Solo para madres

Una sofocante tarde madrileña, fustigaba sin piedad con sus 40º a la sombra ese mes de julio, mientras mi cuerpo sin saber lo que le esperaba, se iba preparando para dar a luz.
Llega ese dolor, tantas veces visto en imágenes, anunciándose con leves punzadas que te alientan a creer que no será, después de todo, tan terrible como se cuenta.
Todas las que hemos sido madre sabemos que no hay dolor igual, ni semejante al que se sufre en el alumbramiento. Ni satisfacción y alegría comparables al momento de abrazar ese pequeño milagro de vida que somos capaces de concebir.
Tuve en todo momento la sensación de vivir la manifestación divina sobre mi frágil humanidad, el supremo poder de la naturaleza ejercida en la hembra que se quiebra, que gime de dolor, desgarrándose la garganta para ahogar sus gritos. Como jabata aguantando el suplicio que parte en dos y martiriza las entrañas.
Sin embargo, todo pasa tan rápido, a pesar de que sean eternas las horas hasta tener a nuestro bebe en los brazos. Es entonces, que la más absoluta felicidad y plenitud nos embarga y borra para siempre de nuestra memoria, cada minuto de tormento para traer un hijo al mundo.
Recordé bien a mi madre decir en más de una ocasión, que apenas me tuvo en sus brazos, se olvidó de todo lo demás y solo quiso abrazarme y contemplarme. Con mi diminuta existencia, le bastaba.

### [Registros proporcionados]

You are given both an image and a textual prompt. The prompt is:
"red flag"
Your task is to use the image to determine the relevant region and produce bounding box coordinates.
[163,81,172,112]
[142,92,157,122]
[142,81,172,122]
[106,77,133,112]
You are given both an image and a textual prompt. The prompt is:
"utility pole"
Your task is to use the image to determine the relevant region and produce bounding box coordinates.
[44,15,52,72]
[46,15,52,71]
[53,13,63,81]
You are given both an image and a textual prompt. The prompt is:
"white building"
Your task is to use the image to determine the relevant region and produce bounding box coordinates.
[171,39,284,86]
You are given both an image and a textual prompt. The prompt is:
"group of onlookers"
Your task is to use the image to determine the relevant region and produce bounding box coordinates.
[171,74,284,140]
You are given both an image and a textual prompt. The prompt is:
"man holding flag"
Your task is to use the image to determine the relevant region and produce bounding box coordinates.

### [Qué hacer]
Actualiza el fragmento del texto seleccionado que comienza en las palabras "Todas las que" y acaba tras "capaces de concebir.", sustituyendo "alumbramiento" por "parto".

### [Ejercicio resuelto]
Todas las que hemos sido madre sabemos que no hay dolor igual, ni semejante al que se sufre en el parto. Ni satisfacción y alegría comparables al momento de abrazar ese pequeño milagro de vida que somos capaces de concebir.